◆ PASSAGE ◆

DOUBLE MURDERER DENIES KILLINGS

A FORMER Internal In­vestigator at the Ministry of Works said he will be pleading not
guilty when his trial kicks off in two weeks.

He is charged with gunning down two women he was romantically involved with, before setting their remains on fire at a dumping
site in Windhoek. Lukas Nikodemus, 48, was speaking on Wednesday at his formal
bail application for the alleged murder of Johanie Naruses, 29, and Clemencia
de Wee, in 2016, when he offered to pay N$2 000 bail. The suspect admitted that
he was involved with both women at the time of their death, and that he was with
them at a hangout spot in Katutura, before they took off with his car, leaving
him behind.

“A friend of mine came to drop off my car keys later on in the evening and he told me my car was
parked somewhere in Otjomuise, unable to move. I then went where it was and
found my windows smashed. I observed there was no petrol in the car so I took a
taxi and came back home. Naruses and De Wee had no idea that I was dating them
both,”

◆ WRITTEN TASKS ◆
(1) Return the news report from "He is charged" to "him behind.".
(2) Summarize the news report in two sentences.
The listing has no connection to the news report.

◆ DATA SECTION ◆
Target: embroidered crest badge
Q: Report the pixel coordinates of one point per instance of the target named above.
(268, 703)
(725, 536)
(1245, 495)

--

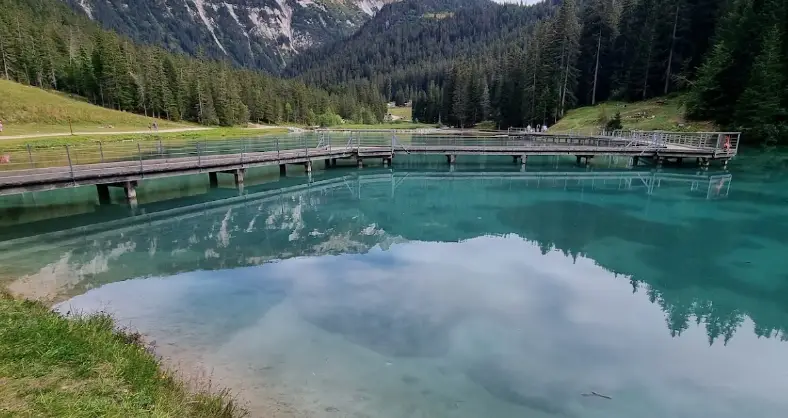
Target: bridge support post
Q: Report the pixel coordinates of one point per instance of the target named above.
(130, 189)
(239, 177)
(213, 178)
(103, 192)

◆ RESPONSES IN ORDER ◆
(1)
He is charged with gunning down two women he was romantically involved with, before setting their remains on fire at a dumping
site in Windhoek. Lukas Nikodemus, 48, was speaking on Wednesday at his formal
bail application for the alleged murder of Johanie Naruses, 29, and Clemencia
de Wee, in 2016, when he offered to pay N$2 000 bail. The suspect admitted that
he was involved with both women at the time of their death, and that he was with
them at a hangout spot in Katutura, before they took off with his car, leaving
him behind.

(2) Lukas Nikodemus, 48, a former internal investigator at the Ministry of Works, is charged with shooting two women he was romantically involved with, Johanie Naruses and Clemencia de Wee, in 2016 and setting their remains on fire at a dumping site in Windhoek, and he said he will plead not guilty when his trial begins in two weeks. At his formal bail application on Wednesday, he offered to pay N$2 000 bail and admitted that he was involved with both women and had been with them at a hangout spot in Katutura before they left in his car without him.